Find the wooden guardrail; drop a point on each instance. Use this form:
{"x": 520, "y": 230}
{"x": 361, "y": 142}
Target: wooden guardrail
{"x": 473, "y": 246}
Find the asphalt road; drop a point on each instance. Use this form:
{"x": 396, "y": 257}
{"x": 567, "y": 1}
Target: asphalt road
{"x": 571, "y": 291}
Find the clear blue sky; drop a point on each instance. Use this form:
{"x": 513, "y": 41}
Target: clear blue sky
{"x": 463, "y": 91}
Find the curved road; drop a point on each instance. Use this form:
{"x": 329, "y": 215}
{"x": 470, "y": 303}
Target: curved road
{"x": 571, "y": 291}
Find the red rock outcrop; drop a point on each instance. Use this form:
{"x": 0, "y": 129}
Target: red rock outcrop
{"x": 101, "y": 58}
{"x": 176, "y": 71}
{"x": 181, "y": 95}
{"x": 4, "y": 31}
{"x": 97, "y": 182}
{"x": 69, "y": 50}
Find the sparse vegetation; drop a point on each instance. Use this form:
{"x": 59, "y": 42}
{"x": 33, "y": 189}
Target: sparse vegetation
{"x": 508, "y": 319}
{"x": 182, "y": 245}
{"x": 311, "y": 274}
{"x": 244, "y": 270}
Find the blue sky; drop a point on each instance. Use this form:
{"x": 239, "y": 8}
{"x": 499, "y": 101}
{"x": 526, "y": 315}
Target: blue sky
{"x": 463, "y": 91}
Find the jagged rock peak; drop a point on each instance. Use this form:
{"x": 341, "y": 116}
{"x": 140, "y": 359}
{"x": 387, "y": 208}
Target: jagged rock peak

***

-- Exercise requirements --
Reproduce the listing in full. Keep it exactly as written.

-- The completed task --
Find the wooden guardrail; drop a point on each instance. Use this form:
{"x": 520, "y": 230}
{"x": 361, "y": 142}
Target: wooden guardrail
{"x": 473, "y": 246}
Find the asphalt road; drop a point on each instance. Use this form:
{"x": 396, "y": 257}
{"x": 567, "y": 1}
Target: asphalt road
{"x": 571, "y": 291}
Find the clear blue sky; drop a point on each instance. Use this form:
{"x": 513, "y": 41}
Target: clear blue sky
{"x": 463, "y": 91}
Find the curved road; drop a point on each instance. Use this form:
{"x": 329, "y": 215}
{"x": 470, "y": 303}
Target: curved road
{"x": 571, "y": 291}
Find the red rock outcrop; drop a point on each instance. Use this form:
{"x": 0, "y": 129}
Target: red rock outcrop
{"x": 101, "y": 58}
{"x": 176, "y": 71}
{"x": 181, "y": 95}
{"x": 4, "y": 31}
{"x": 97, "y": 182}
{"x": 69, "y": 50}
Find the sparse vegetation; drop a point on each instance. Use this form:
{"x": 59, "y": 42}
{"x": 33, "y": 189}
Target: sparse vegetation
{"x": 508, "y": 319}
{"x": 182, "y": 245}
{"x": 311, "y": 274}
{"x": 244, "y": 270}
Find the blue sky; drop a point on each instance. Use this form:
{"x": 239, "y": 8}
{"x": 499, "y": 101}
{"x": 526, "y": 315}
Target: blue sky
{"x": 463, "y": 91}
Find the jagged rock peak; drop a point on each instance. Use this form:
{"x": 341, "y": 116}
{"x": 140, "y": 359}
{"x": 387, "y": 208}
Target: jagged rock peak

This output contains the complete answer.